Pointing dataset excerpts:

"""

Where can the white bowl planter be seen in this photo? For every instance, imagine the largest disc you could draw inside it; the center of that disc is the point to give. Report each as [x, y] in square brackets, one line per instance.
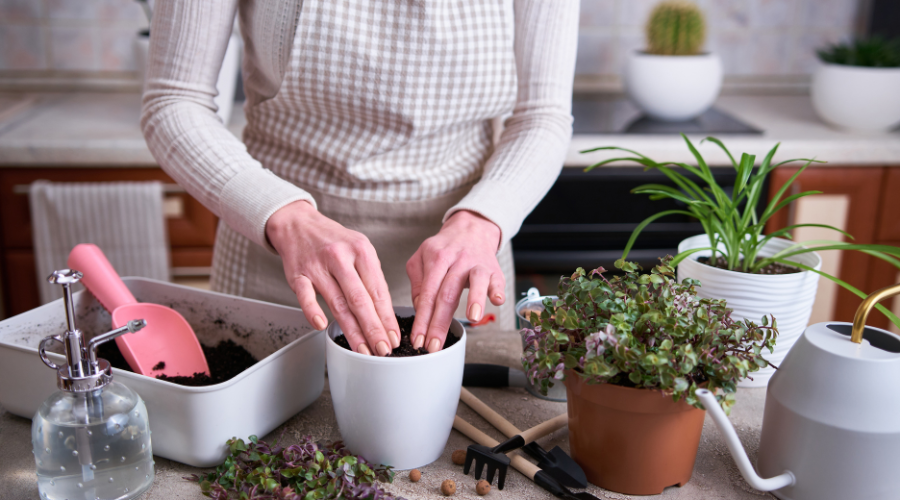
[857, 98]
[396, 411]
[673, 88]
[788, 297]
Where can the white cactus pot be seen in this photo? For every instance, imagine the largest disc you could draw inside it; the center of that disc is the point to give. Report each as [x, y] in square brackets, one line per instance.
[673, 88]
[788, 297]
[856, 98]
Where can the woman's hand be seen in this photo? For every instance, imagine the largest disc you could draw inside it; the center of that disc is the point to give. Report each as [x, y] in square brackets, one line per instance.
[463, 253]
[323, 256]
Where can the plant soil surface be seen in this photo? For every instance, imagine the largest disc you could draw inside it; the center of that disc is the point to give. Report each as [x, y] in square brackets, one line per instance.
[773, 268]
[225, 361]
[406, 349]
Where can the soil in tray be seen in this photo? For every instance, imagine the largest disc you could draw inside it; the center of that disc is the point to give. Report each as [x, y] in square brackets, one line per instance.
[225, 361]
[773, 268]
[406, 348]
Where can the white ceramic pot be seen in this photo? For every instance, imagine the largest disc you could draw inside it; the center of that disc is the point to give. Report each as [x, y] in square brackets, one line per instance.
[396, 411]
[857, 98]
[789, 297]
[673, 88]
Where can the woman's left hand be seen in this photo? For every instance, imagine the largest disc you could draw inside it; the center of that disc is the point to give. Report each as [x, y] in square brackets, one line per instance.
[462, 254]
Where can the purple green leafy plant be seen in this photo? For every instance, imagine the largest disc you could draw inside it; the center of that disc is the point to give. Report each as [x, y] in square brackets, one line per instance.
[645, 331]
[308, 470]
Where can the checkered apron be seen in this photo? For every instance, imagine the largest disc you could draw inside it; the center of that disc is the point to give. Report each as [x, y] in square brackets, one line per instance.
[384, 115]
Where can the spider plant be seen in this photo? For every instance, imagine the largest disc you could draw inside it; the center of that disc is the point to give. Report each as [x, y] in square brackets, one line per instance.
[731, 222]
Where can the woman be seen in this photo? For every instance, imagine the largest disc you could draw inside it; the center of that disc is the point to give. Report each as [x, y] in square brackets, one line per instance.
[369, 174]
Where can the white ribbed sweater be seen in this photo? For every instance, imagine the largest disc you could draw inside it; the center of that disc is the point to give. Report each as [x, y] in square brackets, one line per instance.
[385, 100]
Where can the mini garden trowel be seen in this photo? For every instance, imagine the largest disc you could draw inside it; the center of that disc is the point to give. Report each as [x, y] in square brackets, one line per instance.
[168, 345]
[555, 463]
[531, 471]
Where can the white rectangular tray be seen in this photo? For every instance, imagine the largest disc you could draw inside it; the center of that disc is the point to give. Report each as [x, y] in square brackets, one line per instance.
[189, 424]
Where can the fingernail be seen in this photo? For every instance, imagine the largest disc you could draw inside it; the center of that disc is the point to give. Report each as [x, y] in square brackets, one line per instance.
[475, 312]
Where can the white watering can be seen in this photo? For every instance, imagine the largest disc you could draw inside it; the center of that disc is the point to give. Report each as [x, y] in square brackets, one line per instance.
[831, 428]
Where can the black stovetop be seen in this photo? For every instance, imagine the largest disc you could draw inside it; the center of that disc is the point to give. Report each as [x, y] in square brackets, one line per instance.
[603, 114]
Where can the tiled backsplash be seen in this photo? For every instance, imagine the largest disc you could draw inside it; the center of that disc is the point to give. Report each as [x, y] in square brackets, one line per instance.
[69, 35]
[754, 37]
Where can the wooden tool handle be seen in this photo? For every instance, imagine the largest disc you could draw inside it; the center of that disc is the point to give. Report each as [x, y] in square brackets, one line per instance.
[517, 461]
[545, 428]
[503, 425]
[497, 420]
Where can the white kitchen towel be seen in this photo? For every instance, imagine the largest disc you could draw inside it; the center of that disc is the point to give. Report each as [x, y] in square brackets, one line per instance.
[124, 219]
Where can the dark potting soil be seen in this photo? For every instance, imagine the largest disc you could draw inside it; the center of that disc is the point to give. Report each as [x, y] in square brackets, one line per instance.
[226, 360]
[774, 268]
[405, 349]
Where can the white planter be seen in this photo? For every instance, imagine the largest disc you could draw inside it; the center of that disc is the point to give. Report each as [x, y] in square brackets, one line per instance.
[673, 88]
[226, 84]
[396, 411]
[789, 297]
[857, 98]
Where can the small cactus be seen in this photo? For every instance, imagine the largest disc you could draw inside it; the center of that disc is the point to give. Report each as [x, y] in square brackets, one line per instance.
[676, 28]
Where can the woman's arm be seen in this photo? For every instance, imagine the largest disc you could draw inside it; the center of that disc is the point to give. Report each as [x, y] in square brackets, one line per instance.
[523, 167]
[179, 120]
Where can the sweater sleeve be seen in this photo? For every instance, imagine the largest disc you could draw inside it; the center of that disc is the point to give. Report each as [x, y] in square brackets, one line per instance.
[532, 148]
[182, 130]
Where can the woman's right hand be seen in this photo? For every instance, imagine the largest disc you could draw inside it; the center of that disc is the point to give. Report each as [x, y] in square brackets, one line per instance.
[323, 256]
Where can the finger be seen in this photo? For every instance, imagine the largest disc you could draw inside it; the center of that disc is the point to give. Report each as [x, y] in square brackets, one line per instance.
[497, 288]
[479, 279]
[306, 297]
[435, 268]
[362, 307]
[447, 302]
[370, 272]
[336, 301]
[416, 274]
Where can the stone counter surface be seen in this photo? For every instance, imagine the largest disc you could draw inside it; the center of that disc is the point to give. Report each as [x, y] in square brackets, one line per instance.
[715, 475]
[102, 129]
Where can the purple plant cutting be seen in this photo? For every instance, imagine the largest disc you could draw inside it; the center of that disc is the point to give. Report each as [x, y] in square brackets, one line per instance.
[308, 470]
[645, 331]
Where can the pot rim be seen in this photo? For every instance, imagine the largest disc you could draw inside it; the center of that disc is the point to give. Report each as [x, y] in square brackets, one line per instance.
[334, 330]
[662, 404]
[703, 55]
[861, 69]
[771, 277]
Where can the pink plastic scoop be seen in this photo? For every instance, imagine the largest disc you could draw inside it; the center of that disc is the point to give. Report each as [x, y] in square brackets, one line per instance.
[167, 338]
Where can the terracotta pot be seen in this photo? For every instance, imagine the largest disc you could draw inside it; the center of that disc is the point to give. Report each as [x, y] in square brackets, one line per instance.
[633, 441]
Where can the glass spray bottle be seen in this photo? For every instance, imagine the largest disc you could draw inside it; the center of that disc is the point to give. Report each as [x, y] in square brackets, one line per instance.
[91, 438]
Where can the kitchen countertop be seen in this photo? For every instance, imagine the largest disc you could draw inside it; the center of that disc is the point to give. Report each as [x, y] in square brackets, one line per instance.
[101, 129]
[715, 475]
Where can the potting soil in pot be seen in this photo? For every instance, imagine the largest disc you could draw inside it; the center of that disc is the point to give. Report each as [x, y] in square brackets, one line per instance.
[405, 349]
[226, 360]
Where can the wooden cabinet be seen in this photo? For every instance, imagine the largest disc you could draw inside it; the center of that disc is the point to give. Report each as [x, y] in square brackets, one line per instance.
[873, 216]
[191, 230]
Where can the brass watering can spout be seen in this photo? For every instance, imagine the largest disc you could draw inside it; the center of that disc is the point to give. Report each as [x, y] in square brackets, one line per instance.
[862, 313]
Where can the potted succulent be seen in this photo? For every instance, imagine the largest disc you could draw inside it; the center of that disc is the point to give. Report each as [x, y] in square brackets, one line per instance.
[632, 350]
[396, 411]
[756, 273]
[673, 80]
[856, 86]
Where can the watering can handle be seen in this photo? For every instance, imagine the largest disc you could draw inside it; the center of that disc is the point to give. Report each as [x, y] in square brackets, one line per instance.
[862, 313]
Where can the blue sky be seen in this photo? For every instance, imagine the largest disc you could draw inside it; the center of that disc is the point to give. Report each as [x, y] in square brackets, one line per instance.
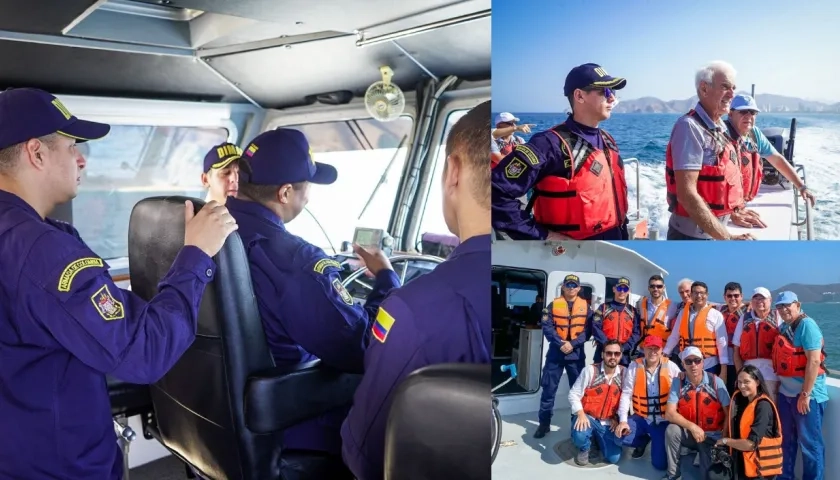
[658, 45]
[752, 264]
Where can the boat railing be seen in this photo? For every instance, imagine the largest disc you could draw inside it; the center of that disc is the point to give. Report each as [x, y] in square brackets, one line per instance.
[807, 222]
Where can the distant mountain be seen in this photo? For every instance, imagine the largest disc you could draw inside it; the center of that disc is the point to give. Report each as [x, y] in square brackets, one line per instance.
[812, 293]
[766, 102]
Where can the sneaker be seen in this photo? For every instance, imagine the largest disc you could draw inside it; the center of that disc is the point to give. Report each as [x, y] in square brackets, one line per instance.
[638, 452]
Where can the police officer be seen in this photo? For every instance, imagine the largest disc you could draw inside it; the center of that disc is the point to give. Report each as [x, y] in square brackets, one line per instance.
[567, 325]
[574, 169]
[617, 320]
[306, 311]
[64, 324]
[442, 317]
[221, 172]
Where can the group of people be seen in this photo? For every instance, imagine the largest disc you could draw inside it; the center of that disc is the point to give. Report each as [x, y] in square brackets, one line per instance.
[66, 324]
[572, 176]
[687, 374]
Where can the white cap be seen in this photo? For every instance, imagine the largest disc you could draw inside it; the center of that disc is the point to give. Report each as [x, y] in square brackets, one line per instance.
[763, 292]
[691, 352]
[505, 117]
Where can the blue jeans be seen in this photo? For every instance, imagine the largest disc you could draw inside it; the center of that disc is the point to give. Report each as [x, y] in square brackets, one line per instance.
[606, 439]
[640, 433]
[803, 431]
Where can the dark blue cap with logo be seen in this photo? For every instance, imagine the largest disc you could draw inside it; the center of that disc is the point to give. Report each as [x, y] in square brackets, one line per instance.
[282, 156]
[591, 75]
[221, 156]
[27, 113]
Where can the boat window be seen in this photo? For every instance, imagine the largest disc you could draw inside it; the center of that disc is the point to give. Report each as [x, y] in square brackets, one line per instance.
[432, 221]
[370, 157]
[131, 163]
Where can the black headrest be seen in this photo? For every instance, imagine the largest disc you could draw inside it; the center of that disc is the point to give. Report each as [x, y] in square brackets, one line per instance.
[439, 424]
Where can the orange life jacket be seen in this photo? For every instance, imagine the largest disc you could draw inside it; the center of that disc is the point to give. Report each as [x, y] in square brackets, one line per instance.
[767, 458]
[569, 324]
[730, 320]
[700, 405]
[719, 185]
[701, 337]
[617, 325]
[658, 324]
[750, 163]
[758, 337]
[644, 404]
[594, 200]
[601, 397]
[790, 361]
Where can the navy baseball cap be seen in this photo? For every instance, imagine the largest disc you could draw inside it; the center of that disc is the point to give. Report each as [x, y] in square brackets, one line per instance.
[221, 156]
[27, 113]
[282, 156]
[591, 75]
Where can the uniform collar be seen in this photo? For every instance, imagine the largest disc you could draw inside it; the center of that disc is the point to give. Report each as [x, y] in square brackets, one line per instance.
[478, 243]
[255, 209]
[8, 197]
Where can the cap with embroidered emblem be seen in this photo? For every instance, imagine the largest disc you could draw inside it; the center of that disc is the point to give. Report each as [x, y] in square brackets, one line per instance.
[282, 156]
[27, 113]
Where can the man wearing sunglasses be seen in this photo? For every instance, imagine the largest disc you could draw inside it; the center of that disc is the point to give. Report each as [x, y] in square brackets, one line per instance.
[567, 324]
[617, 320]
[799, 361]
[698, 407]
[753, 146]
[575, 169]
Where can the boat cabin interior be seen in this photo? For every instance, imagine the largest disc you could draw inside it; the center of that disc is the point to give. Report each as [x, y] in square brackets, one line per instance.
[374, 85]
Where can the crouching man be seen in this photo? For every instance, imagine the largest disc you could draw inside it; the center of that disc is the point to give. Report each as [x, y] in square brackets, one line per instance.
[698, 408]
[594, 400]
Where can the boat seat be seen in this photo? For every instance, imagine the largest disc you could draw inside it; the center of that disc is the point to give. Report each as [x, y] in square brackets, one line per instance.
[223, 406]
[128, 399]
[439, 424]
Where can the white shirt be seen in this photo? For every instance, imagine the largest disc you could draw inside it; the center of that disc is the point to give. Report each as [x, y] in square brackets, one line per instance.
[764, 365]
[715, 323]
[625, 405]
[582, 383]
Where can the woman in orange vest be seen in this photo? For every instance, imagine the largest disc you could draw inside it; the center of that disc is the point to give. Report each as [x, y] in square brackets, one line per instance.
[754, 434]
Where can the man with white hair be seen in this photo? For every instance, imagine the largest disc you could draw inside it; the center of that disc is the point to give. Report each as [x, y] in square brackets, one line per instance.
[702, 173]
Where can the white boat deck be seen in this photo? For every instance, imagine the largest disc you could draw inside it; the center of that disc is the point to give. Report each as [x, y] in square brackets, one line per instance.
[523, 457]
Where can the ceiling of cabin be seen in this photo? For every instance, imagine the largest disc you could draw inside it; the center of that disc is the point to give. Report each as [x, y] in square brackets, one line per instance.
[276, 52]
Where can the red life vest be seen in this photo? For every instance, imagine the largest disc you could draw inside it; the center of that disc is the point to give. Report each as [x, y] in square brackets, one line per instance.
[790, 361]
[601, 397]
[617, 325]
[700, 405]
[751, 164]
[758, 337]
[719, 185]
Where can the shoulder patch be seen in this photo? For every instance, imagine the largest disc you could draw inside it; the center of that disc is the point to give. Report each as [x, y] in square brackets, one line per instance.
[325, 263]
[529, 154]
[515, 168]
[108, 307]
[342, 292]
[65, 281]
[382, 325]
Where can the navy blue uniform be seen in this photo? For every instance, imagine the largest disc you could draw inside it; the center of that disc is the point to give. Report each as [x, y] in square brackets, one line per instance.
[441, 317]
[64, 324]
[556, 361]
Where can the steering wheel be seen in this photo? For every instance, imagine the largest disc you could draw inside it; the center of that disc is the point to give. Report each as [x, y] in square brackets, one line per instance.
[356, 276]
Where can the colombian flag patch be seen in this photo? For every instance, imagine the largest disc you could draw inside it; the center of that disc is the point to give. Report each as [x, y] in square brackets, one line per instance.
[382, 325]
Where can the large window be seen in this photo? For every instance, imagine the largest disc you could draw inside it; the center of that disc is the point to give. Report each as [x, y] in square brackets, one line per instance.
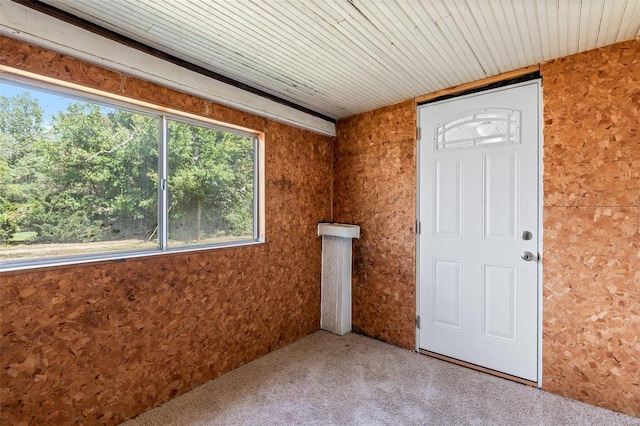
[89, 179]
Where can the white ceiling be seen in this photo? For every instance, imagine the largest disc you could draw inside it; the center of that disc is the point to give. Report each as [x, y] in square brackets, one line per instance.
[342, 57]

"""

Leave out all pictures and retype precisely the lines that run from the line containing "Where can the steering" to the last line of the records.

SOLVED PROBLEM
Where can the steering wheel be seen in this photo? For every instance, imagine the largest disc you could draw inside it; the center of that disc is the point to give. Report each as [x, y] in square brackets, one line per instance.
[356, 276]
Where can the colombian flag patch be seen in this photo? For every instance, imagine the largest disc you could draw inside it; the center of that disc is the point to give. Report each as [x, y] in square brackets, one line per instance.
[382, 325]
Where can the large window be seen in this photo? For every instance, imagine the largest disc you could draw inside it; the center of that disc is the point to give. Report each as [x, y] in square brackets, one line per instance.
[89, 179]
Where can the white ceiling be seen in this photo? For every instance, imagine the largest disc you could draw inside it; the center of that disc is the point to give. Report each as [x, y] in square brackets, one line per instance.
[342, 57]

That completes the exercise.